------ Passage affiché

Bien sûr, il y a ces références culturelles omniprésentes, choisies avec soin, souvent pertinentes, mais aussi souvent formelles, un peu distantes. Bien sûr, il y a ces dialogues parfois lourdauds, un peu pâteux, tombant à plat et plein de lieux communs. Bien sûr, il y a cet échec à lier le film à une dimension sociale par trop banale, fonctionnelle, celle de l'amour interdit par des codes éloignés. Cette vision de deux mondes irréconciliables, que même la chose la plus forte du monde, l'amour, ne parvient pas à rassembler.

Mais peu importe. Ces ratés, ces à-côtés permettent de se focaliser sur l'essence, sur le cœur, le présent, l'immédiat.

Il y a, en premier lieu, ces corps, cette façon de les filmer avec tendresse, au plus près, jusqu'au moindre pore et dans tous leurs détails. Il y a cette proximité, cette chaleur qu'apporte le fameux bleu, le cyan, le sien. Il y a cette plénitude, cet absolu de l'actrice incarnation toute entière de son personnage. Cette nonchalance, forme d'expressionnisme Nouvelle Vague, esthétique de l'ennui qui tire les visages, les traits vers la terre, lourds, fatigués, las. Mais il y a surtout ce réveil discret qui prend toute son ampleur sur cette peau. Un sourire, un rire, un soupir, un regard, et tout s'anime, la vie prend forme et touche au sublime. Ces regards, moments de grâce ultimes, le temps s'arrête, suspendu, Cupidon agit. A-t-on jamais mieux filmé l'amour que dans cette fugacité, dans cet éphémère éternel ?

------------
------ Lignes enregistrées

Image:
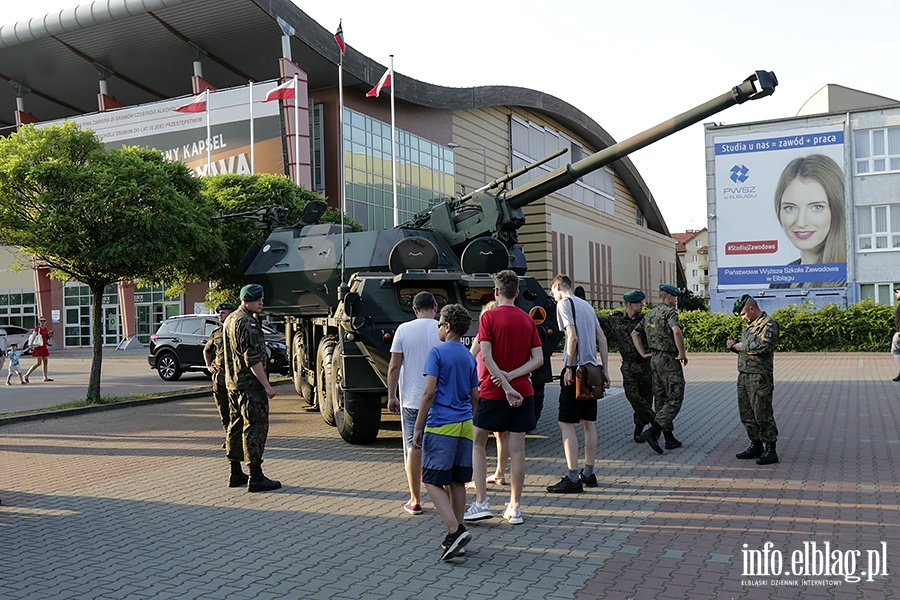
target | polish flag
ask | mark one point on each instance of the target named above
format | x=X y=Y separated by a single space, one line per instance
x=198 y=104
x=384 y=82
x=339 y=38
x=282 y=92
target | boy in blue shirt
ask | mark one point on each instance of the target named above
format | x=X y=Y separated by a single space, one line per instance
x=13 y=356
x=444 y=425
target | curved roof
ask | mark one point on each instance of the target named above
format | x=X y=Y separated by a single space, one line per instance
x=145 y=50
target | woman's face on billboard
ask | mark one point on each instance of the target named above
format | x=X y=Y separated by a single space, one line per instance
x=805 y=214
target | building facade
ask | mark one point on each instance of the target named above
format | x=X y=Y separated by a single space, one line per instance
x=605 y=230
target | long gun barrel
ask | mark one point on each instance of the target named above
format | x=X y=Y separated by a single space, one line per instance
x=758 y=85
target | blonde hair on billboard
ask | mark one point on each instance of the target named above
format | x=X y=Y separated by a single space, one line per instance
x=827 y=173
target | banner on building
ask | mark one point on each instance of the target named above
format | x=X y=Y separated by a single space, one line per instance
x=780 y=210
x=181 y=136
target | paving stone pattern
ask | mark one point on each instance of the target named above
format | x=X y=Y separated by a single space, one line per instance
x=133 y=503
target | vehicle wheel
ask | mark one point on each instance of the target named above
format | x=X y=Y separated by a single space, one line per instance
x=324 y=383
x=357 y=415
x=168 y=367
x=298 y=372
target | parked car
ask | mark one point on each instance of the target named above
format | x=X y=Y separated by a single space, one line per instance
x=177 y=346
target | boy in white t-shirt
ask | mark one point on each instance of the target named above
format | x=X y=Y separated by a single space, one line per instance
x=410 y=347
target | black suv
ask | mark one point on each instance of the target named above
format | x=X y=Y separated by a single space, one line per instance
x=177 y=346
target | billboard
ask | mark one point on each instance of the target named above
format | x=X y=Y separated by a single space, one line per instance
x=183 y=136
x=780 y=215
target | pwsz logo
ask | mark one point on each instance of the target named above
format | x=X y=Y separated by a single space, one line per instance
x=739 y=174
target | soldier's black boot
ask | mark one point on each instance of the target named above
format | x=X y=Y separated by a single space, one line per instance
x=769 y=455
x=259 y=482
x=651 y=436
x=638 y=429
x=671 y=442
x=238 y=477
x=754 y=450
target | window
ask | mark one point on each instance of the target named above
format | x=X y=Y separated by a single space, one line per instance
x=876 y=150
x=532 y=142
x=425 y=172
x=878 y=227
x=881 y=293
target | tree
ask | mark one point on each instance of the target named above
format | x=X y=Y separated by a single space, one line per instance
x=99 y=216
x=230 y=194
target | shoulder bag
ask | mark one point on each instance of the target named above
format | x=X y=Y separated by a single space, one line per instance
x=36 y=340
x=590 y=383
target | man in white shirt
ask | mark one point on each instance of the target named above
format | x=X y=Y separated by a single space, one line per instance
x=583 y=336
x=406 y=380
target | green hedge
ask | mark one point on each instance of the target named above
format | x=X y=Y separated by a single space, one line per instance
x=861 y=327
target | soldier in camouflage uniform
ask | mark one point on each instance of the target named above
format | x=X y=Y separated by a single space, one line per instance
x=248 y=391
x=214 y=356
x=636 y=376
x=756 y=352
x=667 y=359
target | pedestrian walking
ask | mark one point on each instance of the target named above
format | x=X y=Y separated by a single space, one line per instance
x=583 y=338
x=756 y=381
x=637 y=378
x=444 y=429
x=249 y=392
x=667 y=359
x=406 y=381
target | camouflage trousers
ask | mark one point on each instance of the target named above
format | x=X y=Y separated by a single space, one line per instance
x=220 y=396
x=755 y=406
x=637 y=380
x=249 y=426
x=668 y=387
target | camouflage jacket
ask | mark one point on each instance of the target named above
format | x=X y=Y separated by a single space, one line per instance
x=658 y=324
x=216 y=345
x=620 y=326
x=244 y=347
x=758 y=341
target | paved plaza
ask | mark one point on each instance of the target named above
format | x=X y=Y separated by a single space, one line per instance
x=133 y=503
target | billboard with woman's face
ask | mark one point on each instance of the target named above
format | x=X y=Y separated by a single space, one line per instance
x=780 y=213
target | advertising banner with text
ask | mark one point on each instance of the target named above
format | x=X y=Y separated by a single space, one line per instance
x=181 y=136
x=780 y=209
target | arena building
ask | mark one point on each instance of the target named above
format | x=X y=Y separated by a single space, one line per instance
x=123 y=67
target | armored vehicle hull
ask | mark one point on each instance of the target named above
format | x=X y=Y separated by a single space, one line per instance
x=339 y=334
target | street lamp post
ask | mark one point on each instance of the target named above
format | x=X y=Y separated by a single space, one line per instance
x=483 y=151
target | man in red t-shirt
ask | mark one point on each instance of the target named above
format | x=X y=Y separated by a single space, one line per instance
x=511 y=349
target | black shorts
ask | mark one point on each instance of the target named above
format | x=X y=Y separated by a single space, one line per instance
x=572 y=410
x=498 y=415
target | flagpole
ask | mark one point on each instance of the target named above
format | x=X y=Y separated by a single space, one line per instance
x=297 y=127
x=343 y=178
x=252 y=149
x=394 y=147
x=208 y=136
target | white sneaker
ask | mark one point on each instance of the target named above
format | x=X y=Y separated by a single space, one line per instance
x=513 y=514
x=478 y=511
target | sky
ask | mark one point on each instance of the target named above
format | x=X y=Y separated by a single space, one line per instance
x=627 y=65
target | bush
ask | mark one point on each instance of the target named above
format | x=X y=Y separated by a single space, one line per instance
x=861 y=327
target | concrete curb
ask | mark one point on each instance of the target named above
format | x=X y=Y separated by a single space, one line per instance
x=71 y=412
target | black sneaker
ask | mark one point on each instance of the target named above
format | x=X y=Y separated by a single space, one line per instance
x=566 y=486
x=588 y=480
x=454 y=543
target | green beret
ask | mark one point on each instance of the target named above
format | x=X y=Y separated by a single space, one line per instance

------------

• **Consignes**:
1. Recopiez fidèlement la critique de film depuis "Bien sûr, il y a ces références" jusqu'à "le présent, l'immédiat." inclus.
2. D'après la critique de film, quelle est la chose la plus forte du monde ?

• **Résultats de l'exercice**:
1.
Bien sûr, il y a ces références culturelles omniprésentes, choisies avec soin, souvent pertinentes, mais aussi souvent formelles, un peu distantes. Bien sûr, il y a ces dialogues parfois lourdauds, un peu pâteux, tombant à plat et plein de lieux communs. Bien sûr, il y a cet échec à lier le film à une dimension sociale par trop banale, fonctionnelle, celle de l'amour interdit par des codes éloignés. Cette vision de deux mondes irréconciliables, que même la chose la plus forte du monde, l'amour, ne parvient pas à rassembler.

Mais peu importe. Ces ratés, ces à-côtés permettent de se focaliser sur l'essence, sur le cœur, le présent, l'immédiat.

2. L'amour.